#### THE REQUEST
Echo the lines below verbatim, starting at the line containing "boom in background." and ending after the line containing "x=1224 y=413".

Stored dataset items:
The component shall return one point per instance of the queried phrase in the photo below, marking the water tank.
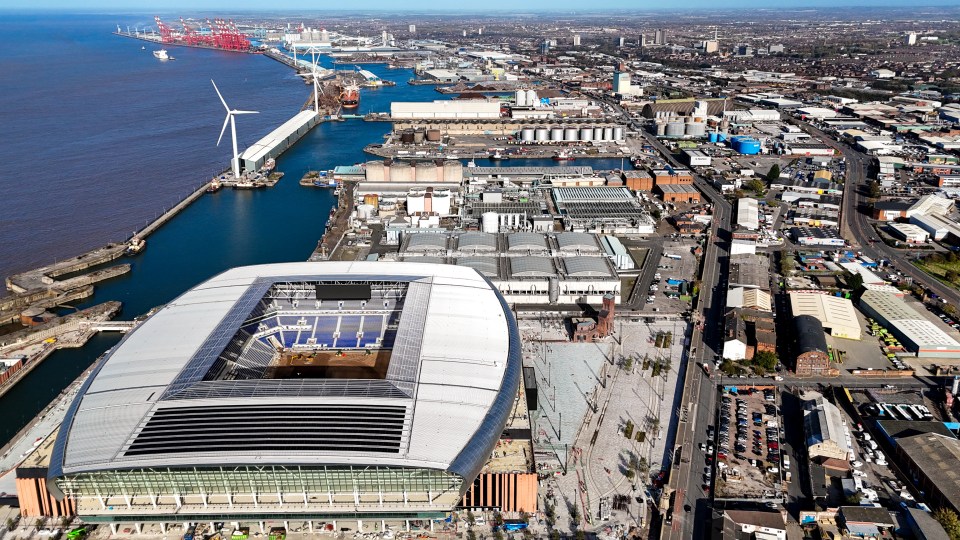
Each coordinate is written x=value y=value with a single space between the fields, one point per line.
x=532 y=98
x=675 y=129
x=696 y=129
x=452 y=171
x=491 y=222
x=426 y=172
x=401 y=171
x=521 y=98
x=375 y=172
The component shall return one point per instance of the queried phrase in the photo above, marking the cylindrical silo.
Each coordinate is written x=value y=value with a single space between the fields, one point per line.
x=426 y=172
x=452 y=171
x=375 y=171
x=491 y=222
x=401 y=171
x=675 y=129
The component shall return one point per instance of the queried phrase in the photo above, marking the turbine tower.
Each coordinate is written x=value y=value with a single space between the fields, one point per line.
x=235 y=160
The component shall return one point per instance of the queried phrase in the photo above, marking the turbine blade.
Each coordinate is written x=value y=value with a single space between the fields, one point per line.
x=220 y=96
x=223 y=129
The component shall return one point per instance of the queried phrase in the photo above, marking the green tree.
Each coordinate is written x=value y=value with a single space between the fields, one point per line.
x=773 y=173
x=949 y=521
x=766 y=359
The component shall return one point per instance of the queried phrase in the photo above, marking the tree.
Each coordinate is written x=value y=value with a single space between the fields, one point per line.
x=949 y=521
x=766 y=359
x=773 y=173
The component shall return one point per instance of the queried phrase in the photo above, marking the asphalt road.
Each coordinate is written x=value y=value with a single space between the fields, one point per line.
x=698 y=402
x=855 y=224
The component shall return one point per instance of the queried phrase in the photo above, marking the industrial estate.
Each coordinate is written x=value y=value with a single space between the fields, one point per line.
x=629 y=277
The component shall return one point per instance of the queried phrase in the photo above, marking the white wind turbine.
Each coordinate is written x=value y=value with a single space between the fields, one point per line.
x=235 y=160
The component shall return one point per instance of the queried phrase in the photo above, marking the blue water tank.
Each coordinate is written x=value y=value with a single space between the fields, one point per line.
x=745 y=145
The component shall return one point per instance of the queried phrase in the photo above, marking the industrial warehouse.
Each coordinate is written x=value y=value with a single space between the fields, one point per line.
x=198 y=415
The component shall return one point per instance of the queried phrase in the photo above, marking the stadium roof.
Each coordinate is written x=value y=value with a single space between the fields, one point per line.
x=452 y=378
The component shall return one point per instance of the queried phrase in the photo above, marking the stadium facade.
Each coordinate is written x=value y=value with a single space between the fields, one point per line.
x=306 y=392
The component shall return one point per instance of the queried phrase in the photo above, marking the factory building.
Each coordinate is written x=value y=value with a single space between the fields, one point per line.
x=836 y=315
x=823 y=429
x=917 y=333
x=526 y=267
x=445 y=109
x=314 y=436
x=812 y=353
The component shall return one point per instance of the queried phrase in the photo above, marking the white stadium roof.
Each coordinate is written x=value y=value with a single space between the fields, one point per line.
x=453 y=373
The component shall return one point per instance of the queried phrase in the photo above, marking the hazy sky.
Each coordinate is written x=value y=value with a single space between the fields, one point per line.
x=485 y=5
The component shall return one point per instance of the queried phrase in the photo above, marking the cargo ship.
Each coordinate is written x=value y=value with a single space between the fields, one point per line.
x=350 y=97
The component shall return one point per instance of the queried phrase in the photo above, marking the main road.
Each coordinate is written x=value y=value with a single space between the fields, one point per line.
x=697 y=404
x=855 y=224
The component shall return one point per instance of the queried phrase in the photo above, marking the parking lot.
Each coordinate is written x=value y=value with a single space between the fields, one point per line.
x=747 y=462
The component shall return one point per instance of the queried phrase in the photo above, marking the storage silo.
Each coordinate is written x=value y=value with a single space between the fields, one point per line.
x=675 y=129
x=401 y=171
x=452 y=171
x=696 y=129
x=532 y=100
x=491 y=222
x=521 y=98
x=375 y=171
x=426 y=172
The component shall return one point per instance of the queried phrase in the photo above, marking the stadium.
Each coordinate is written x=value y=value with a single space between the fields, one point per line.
x=301 y=391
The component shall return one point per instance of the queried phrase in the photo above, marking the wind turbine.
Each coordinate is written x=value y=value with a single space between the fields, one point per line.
x=235 y=160
x=316 y=83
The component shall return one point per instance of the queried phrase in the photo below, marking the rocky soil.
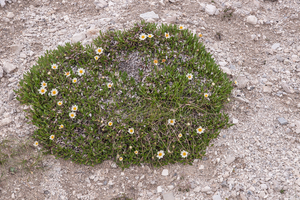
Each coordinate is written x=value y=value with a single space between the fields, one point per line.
x=256 y=42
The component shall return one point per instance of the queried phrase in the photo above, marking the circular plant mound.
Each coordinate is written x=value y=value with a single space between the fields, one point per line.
x=146 y=95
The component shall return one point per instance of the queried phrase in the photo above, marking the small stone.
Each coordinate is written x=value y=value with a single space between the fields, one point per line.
x=286 y=87
x=197 y=189
x=165 y=172
x=10 y=15
x=235 y=121
x=8 y=67
x=230 y=159
x=11 y=95
x=275 y=46
x=5 y=122
x=149 y=15
x=279 y=58
x=267 y=89
x=206 y=189
x=100 y=4
x=282 y=121
x=16 y=48
x=168 y=196
x=226 y=70
x=263 y=186
x=159 y=189
x=251 y=19
x=78 y=37
x=210 y=9
x=217 y=197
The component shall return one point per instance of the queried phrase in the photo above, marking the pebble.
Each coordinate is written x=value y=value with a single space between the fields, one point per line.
x=10 y=15
x=159 y=189
x=77 y=37
x=217 y=197
x=165 y=172
x=230 y=159
x=100 y=4
x=8 y=67
x=282 y=121
x=275 y=46
x=149 y=15
x=168 y=196
x=210 y=9
x=251 y=19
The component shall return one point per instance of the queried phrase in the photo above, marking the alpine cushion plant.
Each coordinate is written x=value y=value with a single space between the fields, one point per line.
x=146 y=95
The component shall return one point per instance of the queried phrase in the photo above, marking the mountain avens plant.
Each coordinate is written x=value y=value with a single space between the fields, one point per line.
x=146 y=95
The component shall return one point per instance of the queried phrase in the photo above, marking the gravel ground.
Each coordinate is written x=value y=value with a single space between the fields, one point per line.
x=258 y=45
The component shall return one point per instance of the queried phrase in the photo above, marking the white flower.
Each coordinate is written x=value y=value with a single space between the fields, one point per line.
x=36 y=143
x=72 y=114
x=167 y=35
x=42 y=90
x=54 y=92
x=74 y=108
x=109 y=85
x=171 y=121
x=80 y=71
x=143 y=36
x=200 y=130
x=190 y=76
x=184 y=154
x=67 y=74
x=131 y=130
x=74 y=80
x=160 y=154
x=99 y=50
x=54 y=66
x=44 y=84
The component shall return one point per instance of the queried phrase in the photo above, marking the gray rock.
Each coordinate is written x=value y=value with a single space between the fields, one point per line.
x=251 y=19
x=100 y=4
x=16 y=48
x=210 y=9
x=267 y=89
x=11 y=95
x=206 y=189
x=263 y=186
x=1 y=72
x=2 y=3
x=275 y=46
x=149 y=15
x=282 y=121
x=286 y=87
x=165 y=172
x=5 y=122
x=77 y=37
x=10 y=15
x=217 y=197
x=230 y=159
x=242 y=82
x=8 y=67
x=279 y=58
x=168 y=196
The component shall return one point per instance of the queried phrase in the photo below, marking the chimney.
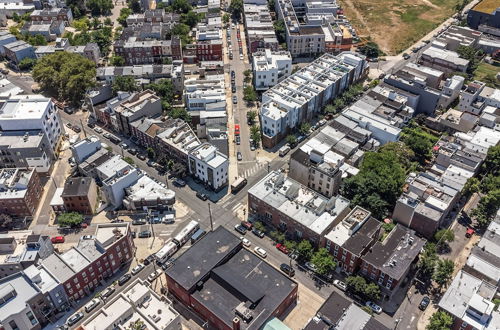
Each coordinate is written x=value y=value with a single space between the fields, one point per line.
x=236 y=323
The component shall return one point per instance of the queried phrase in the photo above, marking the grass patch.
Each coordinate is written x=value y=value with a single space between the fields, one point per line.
x=486 y=73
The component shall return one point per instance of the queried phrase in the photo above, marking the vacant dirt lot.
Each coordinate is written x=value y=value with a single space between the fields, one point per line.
x=396 y=24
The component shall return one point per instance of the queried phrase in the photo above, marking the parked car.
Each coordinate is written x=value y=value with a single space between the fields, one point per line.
x=240 y=229
x=57 y=239
x=73 y=319
x=92 y=304
x=260 y=252
x=247 y=225
x=107 y=293
x=285 y=268
x=312 y=267
x=179 y=182
x=144 y=234
x=137 y=269
x=245 y=242
x=341 y=285
x=258 y=233
x=154 y=275
x=374 y=307
x=201 y=196
x=282 y=248
x=124 y=279
x=424 y=303
x=149 y=259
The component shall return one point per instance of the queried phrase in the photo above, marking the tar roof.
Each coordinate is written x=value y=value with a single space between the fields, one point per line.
x=395 y=254
x=233 y=283
x=201 y=258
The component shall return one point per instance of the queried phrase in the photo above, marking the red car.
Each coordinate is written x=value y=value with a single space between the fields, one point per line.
x=247 y=225
x=57 y=239
x=282 y=248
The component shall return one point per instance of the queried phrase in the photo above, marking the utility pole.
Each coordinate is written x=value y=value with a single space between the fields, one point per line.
x=210 y=214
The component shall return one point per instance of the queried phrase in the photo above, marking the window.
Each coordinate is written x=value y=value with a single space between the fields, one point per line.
x=32 y=318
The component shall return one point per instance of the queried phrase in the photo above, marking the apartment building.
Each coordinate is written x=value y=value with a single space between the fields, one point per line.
x=82 y=268
x=148 y=193
x=115 y=175
x=52 y=14
x=388 y=262
x=318 y=165
x=295 y=209
x=209 y=165
x=80 y=195
x=23 y=304
x=26 y=149
x=300 y=97
x=351 y=239
x=18 y=50
x=469 y=300
x=259 y=29
x=269 y=68
x=445 y=60
x=136 y=51
x=138 y=105
x=20 y=249
x=20 y=191
x=133 y=306
x=424 y=87
x=31 y=113
x=146 y=73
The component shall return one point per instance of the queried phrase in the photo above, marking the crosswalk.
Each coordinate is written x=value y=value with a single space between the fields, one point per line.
x=252 y=170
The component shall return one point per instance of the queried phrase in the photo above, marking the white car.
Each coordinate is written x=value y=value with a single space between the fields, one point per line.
x=341 y=285
x=92 y=304
x=154 y=275
x=260 y=252
x=374 y=307
x=136 y=270
x=245 y=241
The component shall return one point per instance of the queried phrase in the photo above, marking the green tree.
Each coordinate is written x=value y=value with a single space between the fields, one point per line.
x=249 y=94
x=443 y=272
x=134 y=5
x=124 y=84
x=260 y=226
x=440 y=320
x=190 y=19
x=236 y=8
x=305 y=250
x=27 y=64
x=378 y=184
x=117 y=60
x=323 y=261
x=70 y=219
x=427 y=260
x=65 y=76
x=305 y=128
x=181 y=6
x=291 y=139
x=151 y=153
x=255 y=134
x=124 y=13
x=251 y=115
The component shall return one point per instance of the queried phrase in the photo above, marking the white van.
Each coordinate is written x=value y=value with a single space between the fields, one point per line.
x=283 y=151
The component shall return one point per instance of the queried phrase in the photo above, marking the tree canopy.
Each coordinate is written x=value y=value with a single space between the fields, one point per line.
x=378 y=184
x=65 y=76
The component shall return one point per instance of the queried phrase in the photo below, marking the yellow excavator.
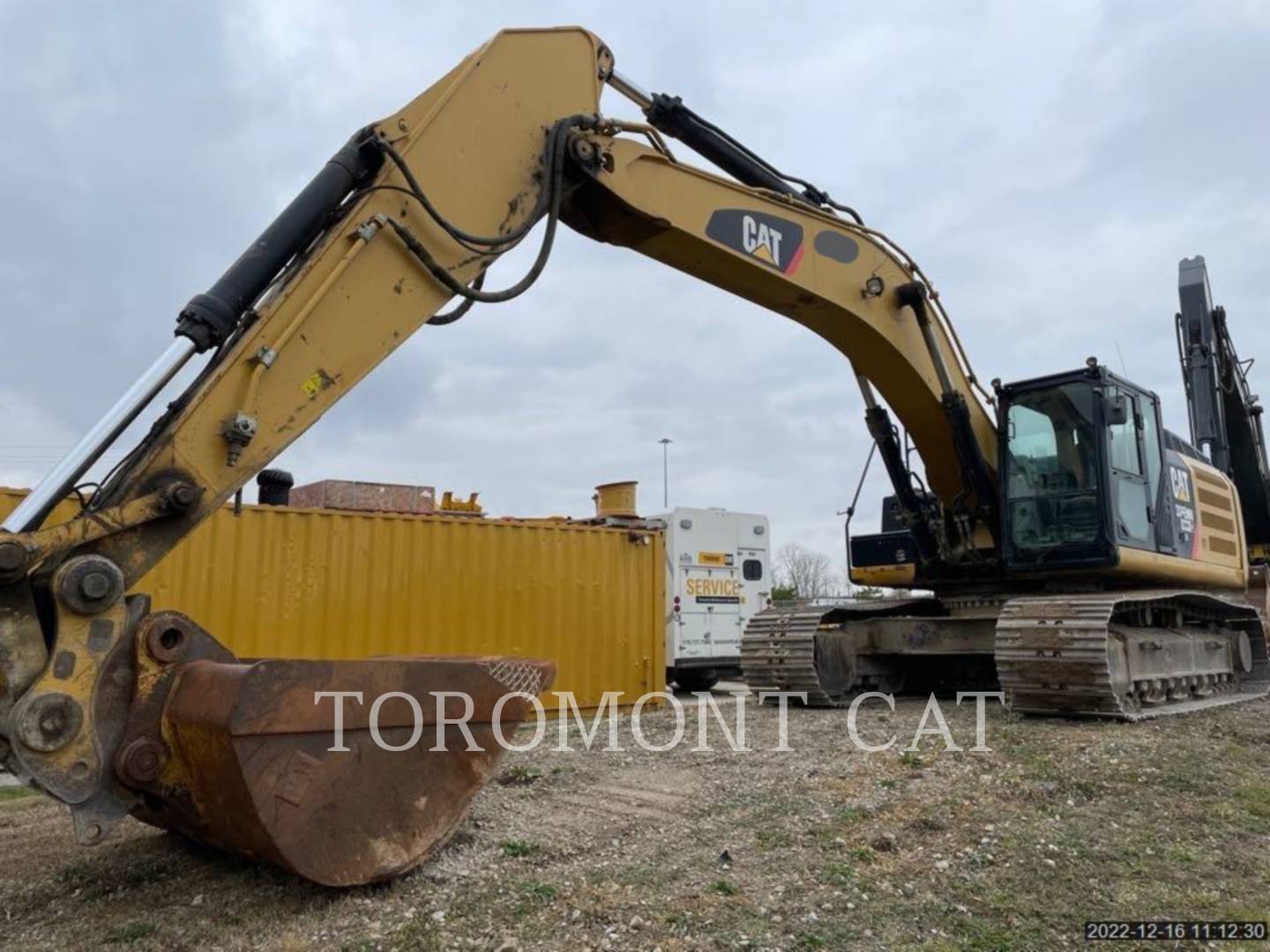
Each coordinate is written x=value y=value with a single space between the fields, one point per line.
x=1102 y=569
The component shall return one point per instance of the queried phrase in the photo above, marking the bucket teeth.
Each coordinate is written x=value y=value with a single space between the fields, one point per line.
x=256 y=759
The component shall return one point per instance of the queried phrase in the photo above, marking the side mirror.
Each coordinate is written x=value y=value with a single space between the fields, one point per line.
x=1117 y=410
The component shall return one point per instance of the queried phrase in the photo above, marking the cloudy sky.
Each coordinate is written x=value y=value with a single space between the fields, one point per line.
x=1047 y=169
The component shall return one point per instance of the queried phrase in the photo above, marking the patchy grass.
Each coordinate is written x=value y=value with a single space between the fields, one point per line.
x=519 y=776
x=517 y=848
x=129 y=933
x=825 y=848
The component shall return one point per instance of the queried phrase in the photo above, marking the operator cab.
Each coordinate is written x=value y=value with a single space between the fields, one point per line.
x=1081 y=462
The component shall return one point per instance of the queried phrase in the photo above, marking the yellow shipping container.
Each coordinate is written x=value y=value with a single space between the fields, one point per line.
x=312 y=583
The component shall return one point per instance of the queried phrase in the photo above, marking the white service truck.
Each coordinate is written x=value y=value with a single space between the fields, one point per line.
x=718 y=576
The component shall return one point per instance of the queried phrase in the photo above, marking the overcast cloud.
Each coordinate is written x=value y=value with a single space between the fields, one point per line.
x=1048 y=167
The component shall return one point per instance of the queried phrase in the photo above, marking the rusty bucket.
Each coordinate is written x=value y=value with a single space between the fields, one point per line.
x=343 y=772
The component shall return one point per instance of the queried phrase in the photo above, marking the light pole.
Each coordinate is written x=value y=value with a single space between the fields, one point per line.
x=666 y=471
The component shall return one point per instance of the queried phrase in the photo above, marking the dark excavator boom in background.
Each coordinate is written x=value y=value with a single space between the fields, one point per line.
x=1224 y=413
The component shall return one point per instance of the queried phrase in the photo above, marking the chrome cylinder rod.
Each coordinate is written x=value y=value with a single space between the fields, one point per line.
x=630 y=89
x=54 y=487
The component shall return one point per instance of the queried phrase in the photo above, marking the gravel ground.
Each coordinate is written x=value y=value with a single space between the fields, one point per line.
x=825 y=847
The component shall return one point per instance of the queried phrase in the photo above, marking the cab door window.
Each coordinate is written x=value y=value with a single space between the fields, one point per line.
x=1124 y=418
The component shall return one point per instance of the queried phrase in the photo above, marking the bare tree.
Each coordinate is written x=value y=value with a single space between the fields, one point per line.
x=805 y=574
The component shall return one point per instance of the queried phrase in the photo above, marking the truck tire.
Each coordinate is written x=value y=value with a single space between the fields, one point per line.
x=696 y=678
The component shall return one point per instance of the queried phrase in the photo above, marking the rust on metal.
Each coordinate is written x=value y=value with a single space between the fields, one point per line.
x=240 y=755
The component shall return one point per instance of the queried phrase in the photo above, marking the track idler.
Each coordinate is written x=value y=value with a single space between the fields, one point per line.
x=335 y=770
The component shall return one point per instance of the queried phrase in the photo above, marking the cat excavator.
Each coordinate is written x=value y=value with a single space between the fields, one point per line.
x=1102 y=564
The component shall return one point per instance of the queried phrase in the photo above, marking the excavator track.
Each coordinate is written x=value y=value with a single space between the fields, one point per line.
x=1129 y=655
x=779 y=651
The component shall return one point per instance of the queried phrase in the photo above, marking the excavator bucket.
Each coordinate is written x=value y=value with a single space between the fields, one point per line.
x=343 y=772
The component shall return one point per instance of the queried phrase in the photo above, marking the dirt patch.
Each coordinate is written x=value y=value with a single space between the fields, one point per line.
x=825 y=847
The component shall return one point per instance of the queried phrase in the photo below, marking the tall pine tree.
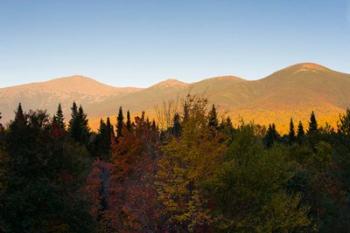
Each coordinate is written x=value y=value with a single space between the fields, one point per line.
x=301 y=132
x=78 y=125
x=58 y=119
x=291 y=134
x=120 y=122
x=128 y=121
x=213 y=118
x=271 y=136
x=312 y=124
x=176 y=130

#### RIGHT ANSWER
The component shall return one point per instance of the queried phrase in the photo above, marking the dark excavator boom in background.
Each coordinate is written x=value y=value with a single space between the fields, one point per line.
x=1224 y=413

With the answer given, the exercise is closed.